DOCUMENT EXTRACT
══════════════════════════════
6

What characters match the following regex :

^[a-zA-Z]$ 

Specifically, should characters with accents (eg. á, è, ò) match this regex? Or just 26 lower and upper case alphabets? I have tried to check this in an online regex, and accented characters did not match.

When I tried it out with grep on my Linux (Ubuntu) machine it did match the accented characters. While rg(ripgrep) did not match it.

enter image description here

I can match accented characters with rg using [A-zÀ-ÿ]

But is there a way to exclude accented characters from matching in grep?

PS: This question talks about how accented chars can be included, not excluded.
══════════════════════════════
Saved data entries
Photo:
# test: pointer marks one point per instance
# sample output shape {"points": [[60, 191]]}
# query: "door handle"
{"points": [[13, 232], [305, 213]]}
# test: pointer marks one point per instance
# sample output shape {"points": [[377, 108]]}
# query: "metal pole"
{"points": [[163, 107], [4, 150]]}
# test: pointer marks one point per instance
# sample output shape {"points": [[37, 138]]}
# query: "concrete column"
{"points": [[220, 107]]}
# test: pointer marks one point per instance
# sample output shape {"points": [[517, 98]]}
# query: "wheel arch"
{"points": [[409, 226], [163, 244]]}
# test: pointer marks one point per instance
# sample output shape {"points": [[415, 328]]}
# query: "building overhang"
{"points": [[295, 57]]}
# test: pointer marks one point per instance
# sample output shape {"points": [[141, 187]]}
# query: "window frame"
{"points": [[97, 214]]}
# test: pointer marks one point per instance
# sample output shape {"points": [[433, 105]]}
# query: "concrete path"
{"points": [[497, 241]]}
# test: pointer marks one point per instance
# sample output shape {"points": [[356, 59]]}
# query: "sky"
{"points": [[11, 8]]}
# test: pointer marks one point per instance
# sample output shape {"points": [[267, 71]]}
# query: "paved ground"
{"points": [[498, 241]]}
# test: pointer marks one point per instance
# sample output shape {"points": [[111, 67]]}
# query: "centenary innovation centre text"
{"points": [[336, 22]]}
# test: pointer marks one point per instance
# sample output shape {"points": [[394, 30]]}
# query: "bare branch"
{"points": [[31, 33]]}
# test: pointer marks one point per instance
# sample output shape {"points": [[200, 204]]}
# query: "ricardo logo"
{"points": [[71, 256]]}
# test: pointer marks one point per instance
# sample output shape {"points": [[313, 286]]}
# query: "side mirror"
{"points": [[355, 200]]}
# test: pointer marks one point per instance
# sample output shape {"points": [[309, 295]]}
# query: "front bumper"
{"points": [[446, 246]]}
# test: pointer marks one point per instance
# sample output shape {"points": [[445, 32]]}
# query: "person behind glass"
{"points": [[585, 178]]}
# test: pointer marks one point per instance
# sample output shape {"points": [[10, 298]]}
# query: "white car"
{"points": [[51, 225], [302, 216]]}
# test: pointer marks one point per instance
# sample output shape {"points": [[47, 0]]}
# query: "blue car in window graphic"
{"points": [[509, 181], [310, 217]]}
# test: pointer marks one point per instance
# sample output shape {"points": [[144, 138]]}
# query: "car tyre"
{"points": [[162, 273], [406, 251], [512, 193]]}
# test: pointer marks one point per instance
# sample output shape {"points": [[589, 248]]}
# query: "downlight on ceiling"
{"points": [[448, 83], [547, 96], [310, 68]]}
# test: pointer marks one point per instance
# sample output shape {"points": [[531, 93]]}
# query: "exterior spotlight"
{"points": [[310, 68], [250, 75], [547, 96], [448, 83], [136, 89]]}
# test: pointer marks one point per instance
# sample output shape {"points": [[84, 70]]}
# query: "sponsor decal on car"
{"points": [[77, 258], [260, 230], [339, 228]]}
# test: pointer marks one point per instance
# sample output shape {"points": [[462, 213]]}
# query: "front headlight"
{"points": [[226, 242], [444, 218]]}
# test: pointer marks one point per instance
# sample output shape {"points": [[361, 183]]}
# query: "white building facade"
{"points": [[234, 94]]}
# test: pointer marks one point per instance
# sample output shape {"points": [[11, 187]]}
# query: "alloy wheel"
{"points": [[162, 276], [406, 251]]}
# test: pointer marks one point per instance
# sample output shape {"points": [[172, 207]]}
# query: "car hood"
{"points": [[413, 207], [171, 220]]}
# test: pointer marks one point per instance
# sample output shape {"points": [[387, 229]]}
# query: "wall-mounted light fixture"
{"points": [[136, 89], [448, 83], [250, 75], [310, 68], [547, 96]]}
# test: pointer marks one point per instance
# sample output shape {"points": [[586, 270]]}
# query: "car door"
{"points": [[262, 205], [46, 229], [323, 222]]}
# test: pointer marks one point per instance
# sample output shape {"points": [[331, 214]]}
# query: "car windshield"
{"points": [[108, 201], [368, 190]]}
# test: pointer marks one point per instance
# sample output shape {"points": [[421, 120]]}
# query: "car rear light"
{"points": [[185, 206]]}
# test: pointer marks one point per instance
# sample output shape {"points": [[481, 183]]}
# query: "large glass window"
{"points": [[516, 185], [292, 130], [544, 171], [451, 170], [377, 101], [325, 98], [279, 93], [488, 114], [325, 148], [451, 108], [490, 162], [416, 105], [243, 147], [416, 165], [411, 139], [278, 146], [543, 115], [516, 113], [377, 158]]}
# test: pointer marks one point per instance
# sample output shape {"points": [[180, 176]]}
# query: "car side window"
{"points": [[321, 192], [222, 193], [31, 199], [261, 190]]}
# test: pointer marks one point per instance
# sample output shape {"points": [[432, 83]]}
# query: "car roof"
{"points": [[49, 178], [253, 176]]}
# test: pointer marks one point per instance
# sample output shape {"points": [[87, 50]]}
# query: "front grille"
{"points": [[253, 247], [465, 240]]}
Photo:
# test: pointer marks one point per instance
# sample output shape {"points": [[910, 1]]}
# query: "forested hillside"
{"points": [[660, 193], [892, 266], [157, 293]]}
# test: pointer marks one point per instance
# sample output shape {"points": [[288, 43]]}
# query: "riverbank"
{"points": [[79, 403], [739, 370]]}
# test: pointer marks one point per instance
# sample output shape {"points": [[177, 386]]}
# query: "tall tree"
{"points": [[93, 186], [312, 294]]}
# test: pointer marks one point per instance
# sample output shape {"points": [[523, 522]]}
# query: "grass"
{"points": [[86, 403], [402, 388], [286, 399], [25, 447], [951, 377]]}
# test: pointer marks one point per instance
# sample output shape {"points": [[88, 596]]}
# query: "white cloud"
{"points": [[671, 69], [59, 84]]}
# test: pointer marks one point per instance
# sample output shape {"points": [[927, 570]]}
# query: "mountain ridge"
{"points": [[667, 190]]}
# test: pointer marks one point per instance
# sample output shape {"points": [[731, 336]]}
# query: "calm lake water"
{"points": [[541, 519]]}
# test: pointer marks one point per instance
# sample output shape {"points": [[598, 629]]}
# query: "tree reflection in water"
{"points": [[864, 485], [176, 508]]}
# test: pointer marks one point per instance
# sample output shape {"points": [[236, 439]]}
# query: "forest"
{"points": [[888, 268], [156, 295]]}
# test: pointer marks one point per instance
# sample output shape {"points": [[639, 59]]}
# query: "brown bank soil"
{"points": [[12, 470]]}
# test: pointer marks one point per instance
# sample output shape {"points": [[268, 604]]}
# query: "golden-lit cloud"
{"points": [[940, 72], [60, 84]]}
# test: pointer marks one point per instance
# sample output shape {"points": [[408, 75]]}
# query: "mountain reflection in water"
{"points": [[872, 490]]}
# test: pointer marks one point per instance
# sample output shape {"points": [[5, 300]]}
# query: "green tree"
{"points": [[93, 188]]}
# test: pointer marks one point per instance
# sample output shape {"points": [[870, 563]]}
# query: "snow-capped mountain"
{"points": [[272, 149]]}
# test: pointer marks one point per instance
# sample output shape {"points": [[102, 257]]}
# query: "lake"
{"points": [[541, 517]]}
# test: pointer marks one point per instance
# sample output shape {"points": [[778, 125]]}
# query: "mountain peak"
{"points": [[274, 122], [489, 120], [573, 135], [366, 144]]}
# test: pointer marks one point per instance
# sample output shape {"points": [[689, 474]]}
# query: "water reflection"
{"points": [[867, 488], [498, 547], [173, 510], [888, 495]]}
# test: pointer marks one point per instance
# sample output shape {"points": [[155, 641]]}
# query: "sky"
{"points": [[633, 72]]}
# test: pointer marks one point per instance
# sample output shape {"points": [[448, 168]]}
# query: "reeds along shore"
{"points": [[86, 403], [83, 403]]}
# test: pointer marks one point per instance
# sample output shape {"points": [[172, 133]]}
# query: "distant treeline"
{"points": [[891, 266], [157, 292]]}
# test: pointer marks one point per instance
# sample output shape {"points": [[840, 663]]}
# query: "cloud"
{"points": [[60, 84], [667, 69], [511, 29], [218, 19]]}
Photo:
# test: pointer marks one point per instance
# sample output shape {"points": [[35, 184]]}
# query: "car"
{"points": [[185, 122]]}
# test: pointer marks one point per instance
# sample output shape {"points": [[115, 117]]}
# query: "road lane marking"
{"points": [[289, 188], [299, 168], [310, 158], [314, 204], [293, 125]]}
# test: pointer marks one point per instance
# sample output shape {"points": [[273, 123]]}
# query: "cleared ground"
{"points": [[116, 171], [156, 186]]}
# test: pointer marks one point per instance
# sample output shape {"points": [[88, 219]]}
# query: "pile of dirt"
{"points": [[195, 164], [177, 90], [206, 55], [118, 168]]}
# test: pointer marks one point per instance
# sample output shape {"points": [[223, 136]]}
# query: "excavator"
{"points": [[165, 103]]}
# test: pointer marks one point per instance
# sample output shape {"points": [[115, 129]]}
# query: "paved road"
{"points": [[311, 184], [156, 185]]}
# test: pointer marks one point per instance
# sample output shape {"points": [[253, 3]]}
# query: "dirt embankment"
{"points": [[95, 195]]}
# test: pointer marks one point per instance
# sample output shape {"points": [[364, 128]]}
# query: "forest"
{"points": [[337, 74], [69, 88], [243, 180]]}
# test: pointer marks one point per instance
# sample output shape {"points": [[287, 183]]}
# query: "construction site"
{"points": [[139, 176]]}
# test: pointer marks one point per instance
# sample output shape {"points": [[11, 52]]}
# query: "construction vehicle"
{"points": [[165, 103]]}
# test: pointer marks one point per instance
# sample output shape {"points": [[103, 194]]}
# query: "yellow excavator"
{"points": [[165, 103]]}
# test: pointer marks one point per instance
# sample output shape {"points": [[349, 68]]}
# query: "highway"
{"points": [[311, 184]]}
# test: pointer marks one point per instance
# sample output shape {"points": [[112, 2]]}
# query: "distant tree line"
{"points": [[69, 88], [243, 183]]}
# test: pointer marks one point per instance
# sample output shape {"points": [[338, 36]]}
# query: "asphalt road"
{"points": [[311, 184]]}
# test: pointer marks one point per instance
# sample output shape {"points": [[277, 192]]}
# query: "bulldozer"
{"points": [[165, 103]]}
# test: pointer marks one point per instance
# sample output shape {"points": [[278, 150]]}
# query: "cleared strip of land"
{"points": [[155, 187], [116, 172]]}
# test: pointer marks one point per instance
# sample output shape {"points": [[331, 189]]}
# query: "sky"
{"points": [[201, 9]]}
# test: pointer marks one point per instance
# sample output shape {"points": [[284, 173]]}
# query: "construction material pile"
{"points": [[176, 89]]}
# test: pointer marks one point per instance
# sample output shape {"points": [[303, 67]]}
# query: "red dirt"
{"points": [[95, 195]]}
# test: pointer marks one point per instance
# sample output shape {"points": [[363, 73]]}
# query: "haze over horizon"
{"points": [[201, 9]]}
══════════════════════════════
WHAT YOU ARE ASKED TO DO
Continue the forum post about whether accented characters match a regex, picking up right after its final sentence.

ANSWER TO THIS TASK
1
  • 3
    Standard text utilities like grep use the current locale. If your locale's collation order puts accented characters with the plain letters then they are included. C is a standard locale that does NOT collate accented letters together e.g. assuming your data is in UTF-8 (likely nowadays especially if it contains nonASCII) (echo e; echo é) | LANG=C.UTF-8 grep '[a-z]' Commented Jul 3, 2022 at 3:13

1 Answer 1

3

I think I found a solution for your problem. The issue is that there are many different flavours or dialects of Regex: Basic (BRE), Extended (ERE), and Simple (SRE). grep also understands PCRE, which is Perl-compatible Regular Expression. Regex is a rabbithole.

Solution

My solution, working on Ubuntu 24.04 LTS (Noble Numbat), uses precisely the Perl-flavoured stuff. Due to the collation issues cleverly mentioned in the comment by @dave_thompson_085, any solution that losely addresses character ranges will not be portable.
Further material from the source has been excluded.